Task description:
Count the lines in the records below that contain the string "provide", treating case as significant. Reply with the number alone.

[Shape-labeling records]
----------------------------------------

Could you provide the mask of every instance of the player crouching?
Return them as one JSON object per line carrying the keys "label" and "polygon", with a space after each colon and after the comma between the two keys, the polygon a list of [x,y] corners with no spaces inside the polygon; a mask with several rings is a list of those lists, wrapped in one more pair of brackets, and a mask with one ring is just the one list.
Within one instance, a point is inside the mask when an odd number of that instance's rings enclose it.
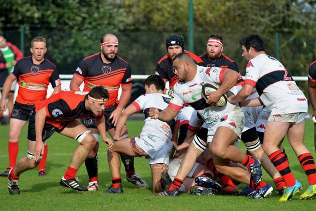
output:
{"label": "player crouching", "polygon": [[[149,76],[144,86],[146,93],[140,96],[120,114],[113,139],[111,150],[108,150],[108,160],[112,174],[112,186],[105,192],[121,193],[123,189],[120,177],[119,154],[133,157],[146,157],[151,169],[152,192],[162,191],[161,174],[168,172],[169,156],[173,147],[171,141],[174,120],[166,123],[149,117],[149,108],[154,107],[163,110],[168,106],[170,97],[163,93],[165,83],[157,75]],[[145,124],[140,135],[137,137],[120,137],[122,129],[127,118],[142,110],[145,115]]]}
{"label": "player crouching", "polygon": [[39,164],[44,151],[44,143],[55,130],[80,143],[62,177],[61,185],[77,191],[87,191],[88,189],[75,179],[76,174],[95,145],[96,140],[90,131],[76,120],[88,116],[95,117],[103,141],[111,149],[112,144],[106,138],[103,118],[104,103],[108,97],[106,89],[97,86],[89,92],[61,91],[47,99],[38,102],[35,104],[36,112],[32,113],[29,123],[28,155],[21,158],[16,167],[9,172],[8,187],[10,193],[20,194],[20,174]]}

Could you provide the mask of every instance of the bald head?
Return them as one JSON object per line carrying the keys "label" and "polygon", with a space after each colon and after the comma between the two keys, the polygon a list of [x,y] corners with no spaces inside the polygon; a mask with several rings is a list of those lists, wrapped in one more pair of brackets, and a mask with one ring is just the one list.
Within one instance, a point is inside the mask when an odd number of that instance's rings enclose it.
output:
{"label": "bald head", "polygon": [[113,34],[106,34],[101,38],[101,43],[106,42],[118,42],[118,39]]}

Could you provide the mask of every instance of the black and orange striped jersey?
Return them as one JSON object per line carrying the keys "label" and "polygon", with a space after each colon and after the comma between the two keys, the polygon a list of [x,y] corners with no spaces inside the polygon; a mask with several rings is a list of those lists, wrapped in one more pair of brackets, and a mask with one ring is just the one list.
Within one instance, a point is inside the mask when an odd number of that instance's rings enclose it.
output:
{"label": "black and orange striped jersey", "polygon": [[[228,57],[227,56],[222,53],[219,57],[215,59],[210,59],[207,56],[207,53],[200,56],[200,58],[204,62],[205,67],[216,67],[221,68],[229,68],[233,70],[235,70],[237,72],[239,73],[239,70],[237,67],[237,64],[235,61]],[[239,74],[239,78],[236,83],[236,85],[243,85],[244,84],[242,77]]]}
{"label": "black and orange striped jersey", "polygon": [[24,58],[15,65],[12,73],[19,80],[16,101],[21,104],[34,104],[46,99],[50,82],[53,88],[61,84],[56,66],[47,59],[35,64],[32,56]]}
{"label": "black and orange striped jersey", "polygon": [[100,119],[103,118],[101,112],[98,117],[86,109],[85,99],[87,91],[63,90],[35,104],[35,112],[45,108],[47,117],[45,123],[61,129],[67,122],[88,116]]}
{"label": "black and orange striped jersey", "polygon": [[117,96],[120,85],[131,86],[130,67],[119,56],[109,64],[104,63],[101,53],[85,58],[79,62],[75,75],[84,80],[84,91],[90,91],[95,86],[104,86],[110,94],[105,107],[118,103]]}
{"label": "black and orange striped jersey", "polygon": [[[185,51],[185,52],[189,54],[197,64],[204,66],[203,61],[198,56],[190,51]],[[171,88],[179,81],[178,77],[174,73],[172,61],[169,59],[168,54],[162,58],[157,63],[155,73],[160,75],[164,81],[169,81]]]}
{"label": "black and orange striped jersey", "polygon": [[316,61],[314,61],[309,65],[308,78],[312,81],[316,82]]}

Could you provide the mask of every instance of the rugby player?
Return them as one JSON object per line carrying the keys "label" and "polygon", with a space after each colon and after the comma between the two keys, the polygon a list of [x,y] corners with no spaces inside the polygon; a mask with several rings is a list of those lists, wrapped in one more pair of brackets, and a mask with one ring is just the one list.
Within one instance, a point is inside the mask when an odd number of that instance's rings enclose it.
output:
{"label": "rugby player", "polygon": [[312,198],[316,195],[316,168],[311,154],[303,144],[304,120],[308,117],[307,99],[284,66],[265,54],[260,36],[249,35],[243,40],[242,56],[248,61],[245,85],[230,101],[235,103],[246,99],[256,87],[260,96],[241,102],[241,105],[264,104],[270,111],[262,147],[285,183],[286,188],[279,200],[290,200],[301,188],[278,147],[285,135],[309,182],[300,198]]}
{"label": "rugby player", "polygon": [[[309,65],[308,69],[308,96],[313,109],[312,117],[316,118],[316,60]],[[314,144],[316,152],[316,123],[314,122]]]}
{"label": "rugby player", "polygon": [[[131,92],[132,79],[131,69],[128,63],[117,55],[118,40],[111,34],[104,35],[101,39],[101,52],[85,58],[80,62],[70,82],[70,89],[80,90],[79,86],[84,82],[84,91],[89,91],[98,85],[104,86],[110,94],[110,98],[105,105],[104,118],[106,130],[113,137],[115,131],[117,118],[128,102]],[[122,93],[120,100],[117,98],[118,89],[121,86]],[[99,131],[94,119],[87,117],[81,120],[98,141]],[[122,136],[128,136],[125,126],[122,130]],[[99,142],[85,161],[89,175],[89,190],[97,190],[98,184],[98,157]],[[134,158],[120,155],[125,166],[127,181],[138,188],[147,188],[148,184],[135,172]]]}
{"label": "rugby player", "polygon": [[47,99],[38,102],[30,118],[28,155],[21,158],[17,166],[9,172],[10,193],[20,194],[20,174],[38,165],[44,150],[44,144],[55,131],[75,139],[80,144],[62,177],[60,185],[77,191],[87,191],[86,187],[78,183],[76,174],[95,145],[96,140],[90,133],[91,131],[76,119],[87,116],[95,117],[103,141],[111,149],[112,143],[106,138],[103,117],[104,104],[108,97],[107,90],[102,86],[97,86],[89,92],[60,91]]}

----------------------------------------

Response to this exercise:
4